WORK INSTRUCTION 1 =>
In the text on Benozzo's paintings, what year did he create the Procession of the Magi frescoes?
WORK INSTRUCTION 2 =>
Repeat the text on Benozzo's paintings word for word, between "This commission, still" and "most trusted painters.", inclusive.

━━━━━ PROVIDED TEXT ━━━━━

Madonna and Child, Institute of Arts, Detroit.
The Fall of Simon Magus, predella of the Alessandri altarpiece, Metropolitan Museum of Art, New York.
Saint Zanobius Resuscitating a Child, predella of the Alessandri altarpiece, Metropolitan Museum of Art, New York.
Piero il Gottoso (the Gouty), who was responsible for furnishing the new palace on Via Larga, decided to engage Benozzo to paint the private chapel, trusting in the artist’s extraordinary talent to depict a vivid variety of subjects with an equally realistic rendering of portraits, clothing and landscapes. In 1459, therefore, he created the frescoes of the world-famous Procession of the Magi, in which the sumptuous procession of the three kings is illustrated against a backdrop of richly detailed landscapes with a fairytale air, seeming to increase the size of the small chapel. In reality, this Evangelical episode was merely a pretext for the commissioners’ desire to celebrate the power and wealth of the Medici family, effectively emphasised by the opulence of the robes, in a setting which undoubtedly served a dual purpose as a place of worship and a venue for small private audiences.
This commission, still considered Benozzo’s greatest masterpiece, demonstrates the artist’s rise to the status of one of the powerful Medici family’s most trusted painters.
Although, due to the strictly private nature of the little chapel, these frescoes could not be seen by many of his contemporaries, Benozzo earned great fame for them and received commissions for important panel paintings. These included the Madonna and Child with nine angels (Detroit Museum), the pillar frescoed with three Saints within gilded panels (Accademia Gallery in Florence) and the altarpiece for the Confraternity of the Purification in Florence, originally housed in some of the rooms in the Convent of San Marco (Saint Mark). In the contract relating to this work, the clients explicitly requested that the artist use the same style as the altarpiece painted by Fra Angelico (Angelic Friar) for the church of that Convent. Benozzo’s altarpiece, now housed in the National Gallery in London, was adorned with altar-step panels, now divided among various museums around the world.
The painter received a further commission for a prestigious work from the wealthy Alessandri family who wished him to "improve" the fourteenth-century polyptych by Lippo di Benivieni in the Church of San Pier Maggiore in other words modernise the ancient painting according to the tastes of the day. Of Benozzo’s part in this work, the four small altar-step panels illustrating the Stories of the Saints depicted in the main panel still survive and are housed in the Metropolitan Museum in New York.
Other works he produced during this period include the altar-step housed in the San Marco (Saint Mark) Museum which must have been part of a still unidentified altarpiece.

━━━━━ PROVIDED MATERIAL ━━━━━

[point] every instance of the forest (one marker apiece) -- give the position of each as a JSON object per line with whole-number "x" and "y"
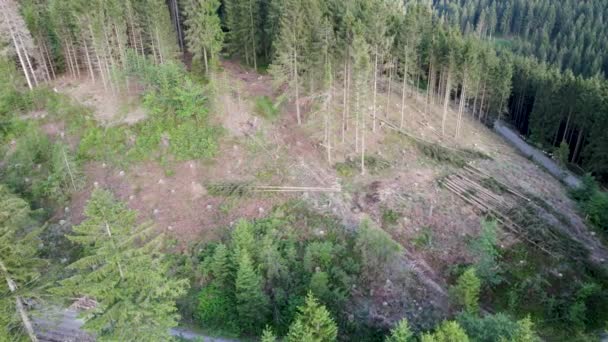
{"x": 302, "y": 170}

━━━━━

TASK RESULT 1 =>
1459

TASK RESULT 2 =>
This commission, still considered Benozzo’s greatest masterpiece, demonstrates the artist’s rise to the status of one of the powerful Medici family’s most trusted painters.